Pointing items
— Start —
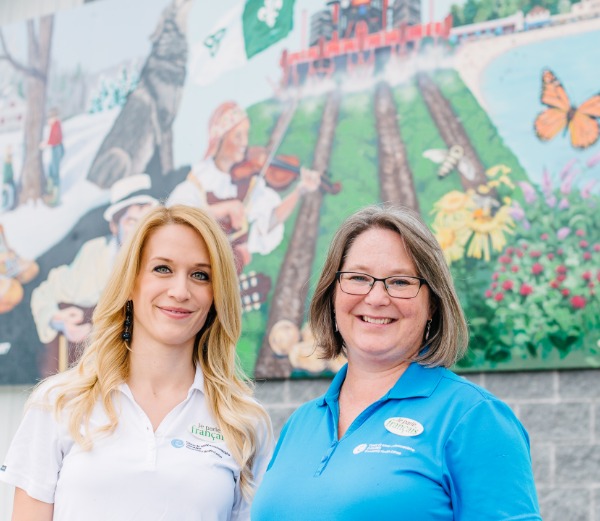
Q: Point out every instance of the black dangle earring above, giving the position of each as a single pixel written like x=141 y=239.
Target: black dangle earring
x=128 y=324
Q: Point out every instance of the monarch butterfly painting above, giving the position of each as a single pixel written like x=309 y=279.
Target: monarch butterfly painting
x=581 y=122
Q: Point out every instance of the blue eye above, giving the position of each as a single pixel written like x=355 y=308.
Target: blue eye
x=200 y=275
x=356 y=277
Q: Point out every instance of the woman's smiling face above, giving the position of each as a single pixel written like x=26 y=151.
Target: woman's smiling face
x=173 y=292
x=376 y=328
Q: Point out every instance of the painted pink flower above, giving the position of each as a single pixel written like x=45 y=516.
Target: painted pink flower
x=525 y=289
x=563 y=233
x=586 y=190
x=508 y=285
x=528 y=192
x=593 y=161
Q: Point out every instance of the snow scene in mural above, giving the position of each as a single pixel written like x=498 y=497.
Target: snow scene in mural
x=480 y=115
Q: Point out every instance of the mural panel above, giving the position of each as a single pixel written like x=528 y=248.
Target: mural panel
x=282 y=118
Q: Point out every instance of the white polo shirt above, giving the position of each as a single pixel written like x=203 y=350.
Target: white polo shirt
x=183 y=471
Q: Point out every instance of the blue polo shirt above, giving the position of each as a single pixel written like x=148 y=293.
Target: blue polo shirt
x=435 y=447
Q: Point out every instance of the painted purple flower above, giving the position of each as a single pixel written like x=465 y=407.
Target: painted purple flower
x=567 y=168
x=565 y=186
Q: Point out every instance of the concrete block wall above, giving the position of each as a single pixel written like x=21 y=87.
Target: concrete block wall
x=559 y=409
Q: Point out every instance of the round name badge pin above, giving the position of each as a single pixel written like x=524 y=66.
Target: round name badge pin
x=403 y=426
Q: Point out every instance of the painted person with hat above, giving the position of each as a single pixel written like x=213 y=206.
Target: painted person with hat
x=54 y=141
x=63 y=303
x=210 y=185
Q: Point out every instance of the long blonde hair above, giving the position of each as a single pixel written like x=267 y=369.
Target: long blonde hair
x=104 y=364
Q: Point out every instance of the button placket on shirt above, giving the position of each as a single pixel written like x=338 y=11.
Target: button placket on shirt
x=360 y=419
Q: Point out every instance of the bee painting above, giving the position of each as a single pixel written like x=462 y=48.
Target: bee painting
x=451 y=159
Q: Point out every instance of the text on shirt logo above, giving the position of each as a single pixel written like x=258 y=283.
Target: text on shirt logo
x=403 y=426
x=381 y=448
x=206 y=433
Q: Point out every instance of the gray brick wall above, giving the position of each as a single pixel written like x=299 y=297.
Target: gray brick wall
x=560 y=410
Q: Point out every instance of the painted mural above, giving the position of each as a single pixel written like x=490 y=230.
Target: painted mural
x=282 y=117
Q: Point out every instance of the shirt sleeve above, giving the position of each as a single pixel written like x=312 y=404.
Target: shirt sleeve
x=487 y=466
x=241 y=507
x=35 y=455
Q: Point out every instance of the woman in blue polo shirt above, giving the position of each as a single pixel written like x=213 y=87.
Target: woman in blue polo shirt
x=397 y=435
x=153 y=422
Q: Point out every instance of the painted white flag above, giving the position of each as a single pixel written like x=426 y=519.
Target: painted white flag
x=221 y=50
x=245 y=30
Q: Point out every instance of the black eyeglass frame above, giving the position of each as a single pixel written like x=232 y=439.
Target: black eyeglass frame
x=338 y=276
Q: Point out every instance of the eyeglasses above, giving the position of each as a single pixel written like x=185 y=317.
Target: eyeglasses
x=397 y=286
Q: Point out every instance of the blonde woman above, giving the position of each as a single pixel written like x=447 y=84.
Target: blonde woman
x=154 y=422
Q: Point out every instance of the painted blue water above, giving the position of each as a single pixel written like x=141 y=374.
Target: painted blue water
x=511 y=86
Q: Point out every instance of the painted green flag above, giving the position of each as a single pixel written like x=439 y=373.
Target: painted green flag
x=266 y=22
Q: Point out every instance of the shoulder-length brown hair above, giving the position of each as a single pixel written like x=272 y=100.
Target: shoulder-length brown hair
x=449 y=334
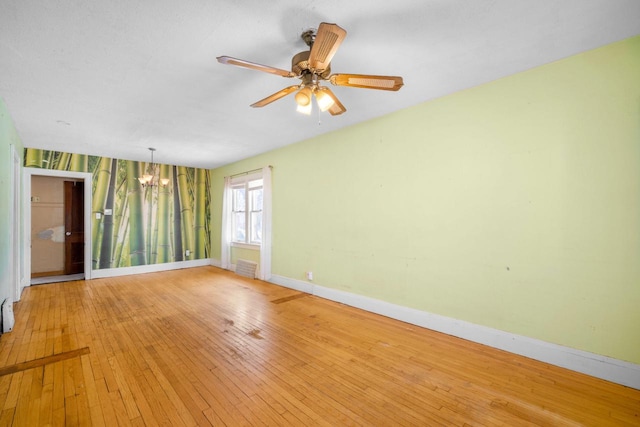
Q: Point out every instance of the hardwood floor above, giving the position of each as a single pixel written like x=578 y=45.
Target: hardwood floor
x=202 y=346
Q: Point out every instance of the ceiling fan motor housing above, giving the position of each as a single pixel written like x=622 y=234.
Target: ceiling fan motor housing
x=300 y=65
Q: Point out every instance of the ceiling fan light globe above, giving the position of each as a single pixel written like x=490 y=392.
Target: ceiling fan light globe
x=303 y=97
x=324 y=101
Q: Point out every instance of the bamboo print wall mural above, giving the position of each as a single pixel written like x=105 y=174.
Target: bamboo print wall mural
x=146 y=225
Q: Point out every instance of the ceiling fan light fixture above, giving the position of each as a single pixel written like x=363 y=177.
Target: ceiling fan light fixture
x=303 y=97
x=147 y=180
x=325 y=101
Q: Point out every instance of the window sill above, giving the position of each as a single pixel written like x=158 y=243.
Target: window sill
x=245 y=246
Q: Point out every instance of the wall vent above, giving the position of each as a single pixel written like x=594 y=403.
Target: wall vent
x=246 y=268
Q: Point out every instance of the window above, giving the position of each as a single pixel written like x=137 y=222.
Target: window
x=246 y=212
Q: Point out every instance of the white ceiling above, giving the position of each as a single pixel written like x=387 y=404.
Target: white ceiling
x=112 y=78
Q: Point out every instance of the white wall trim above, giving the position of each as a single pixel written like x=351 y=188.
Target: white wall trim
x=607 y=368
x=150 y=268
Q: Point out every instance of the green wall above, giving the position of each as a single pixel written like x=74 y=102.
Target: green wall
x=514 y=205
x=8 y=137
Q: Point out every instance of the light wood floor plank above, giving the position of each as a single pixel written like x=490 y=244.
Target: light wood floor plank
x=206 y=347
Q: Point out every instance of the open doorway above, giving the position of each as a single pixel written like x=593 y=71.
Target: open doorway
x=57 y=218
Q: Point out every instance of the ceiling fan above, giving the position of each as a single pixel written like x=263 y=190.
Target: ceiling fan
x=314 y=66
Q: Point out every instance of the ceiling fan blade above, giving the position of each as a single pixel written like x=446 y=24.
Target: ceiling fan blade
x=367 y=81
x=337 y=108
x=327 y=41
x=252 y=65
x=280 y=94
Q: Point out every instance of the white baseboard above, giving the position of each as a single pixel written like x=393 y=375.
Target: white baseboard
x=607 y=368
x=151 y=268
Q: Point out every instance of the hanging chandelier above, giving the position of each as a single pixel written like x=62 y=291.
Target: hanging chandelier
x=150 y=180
— End —
— Start —
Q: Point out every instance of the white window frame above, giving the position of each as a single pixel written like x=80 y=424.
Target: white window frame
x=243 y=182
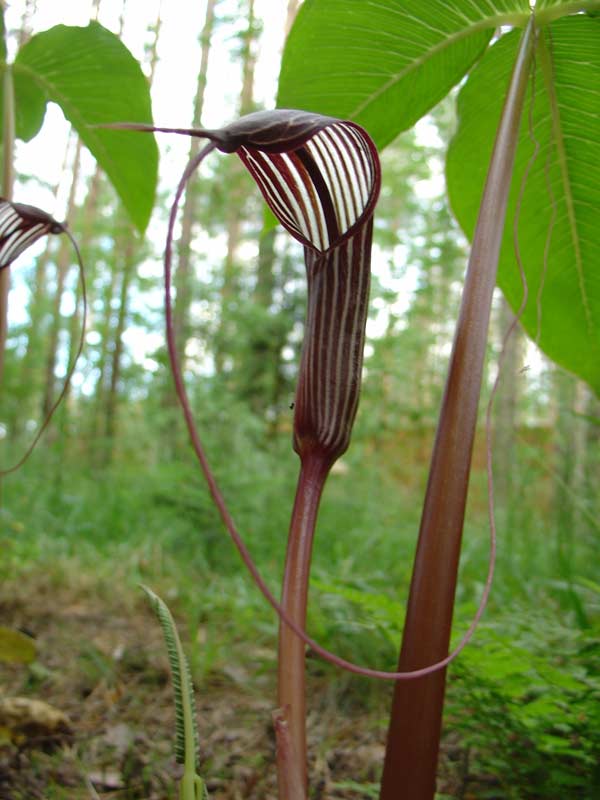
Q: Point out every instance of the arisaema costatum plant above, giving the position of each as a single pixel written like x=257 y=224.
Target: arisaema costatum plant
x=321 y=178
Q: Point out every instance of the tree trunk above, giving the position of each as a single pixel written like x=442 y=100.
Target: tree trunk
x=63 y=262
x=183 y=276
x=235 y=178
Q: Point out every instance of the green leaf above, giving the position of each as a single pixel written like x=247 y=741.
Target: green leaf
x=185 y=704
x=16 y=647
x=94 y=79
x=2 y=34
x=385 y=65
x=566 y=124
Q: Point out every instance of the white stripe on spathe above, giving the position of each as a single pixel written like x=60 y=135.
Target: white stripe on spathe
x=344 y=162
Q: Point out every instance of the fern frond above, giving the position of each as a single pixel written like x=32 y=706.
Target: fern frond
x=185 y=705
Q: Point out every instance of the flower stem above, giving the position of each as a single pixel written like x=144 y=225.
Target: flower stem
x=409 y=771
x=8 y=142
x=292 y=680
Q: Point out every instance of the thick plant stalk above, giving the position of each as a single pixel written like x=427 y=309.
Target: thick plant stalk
— End —
• **Problem details**
Repeat the items from the line with "Q: Point out every instance of the black dangle" up to and including the line with "x=593 y=161", swapping "monarch butterfly painting" for "butterfly artwork" and keeping everything else the same.

• **Written reply**
Q: Point out every instance of the black dangle earring above, giving the position of each as a single pixel written like x=141 y=239.
Target: black dangle earring
x=128 y=324
Q: Point out every instance of the butterfly artwork above, giving the position of each as a single pixel written like x=309 y=279.
Target: butterfly artwork
x=581 y=122
Q: Point out every instance of the blue eye above, giving the position of each as a single pixel written like x=355 y=308.
Target: blue eye
x=200 y=275
x=356 y=277
Q: Point out every instance of the woman's smiling face above, giving the position of each as a single pixel written like x=26 y=151.
Target: woman's smiling face
x=173 y=292
x=376 y=328
Q: Point out every instance of the painted pink flower above, giving the position of each as a single pixel written like x=45 y=516.
Target: painted pink flower
x=525 y=289
x=563 y=233
x=586 y=190
x=508 y=285
x=528 y=192
x=593 y=161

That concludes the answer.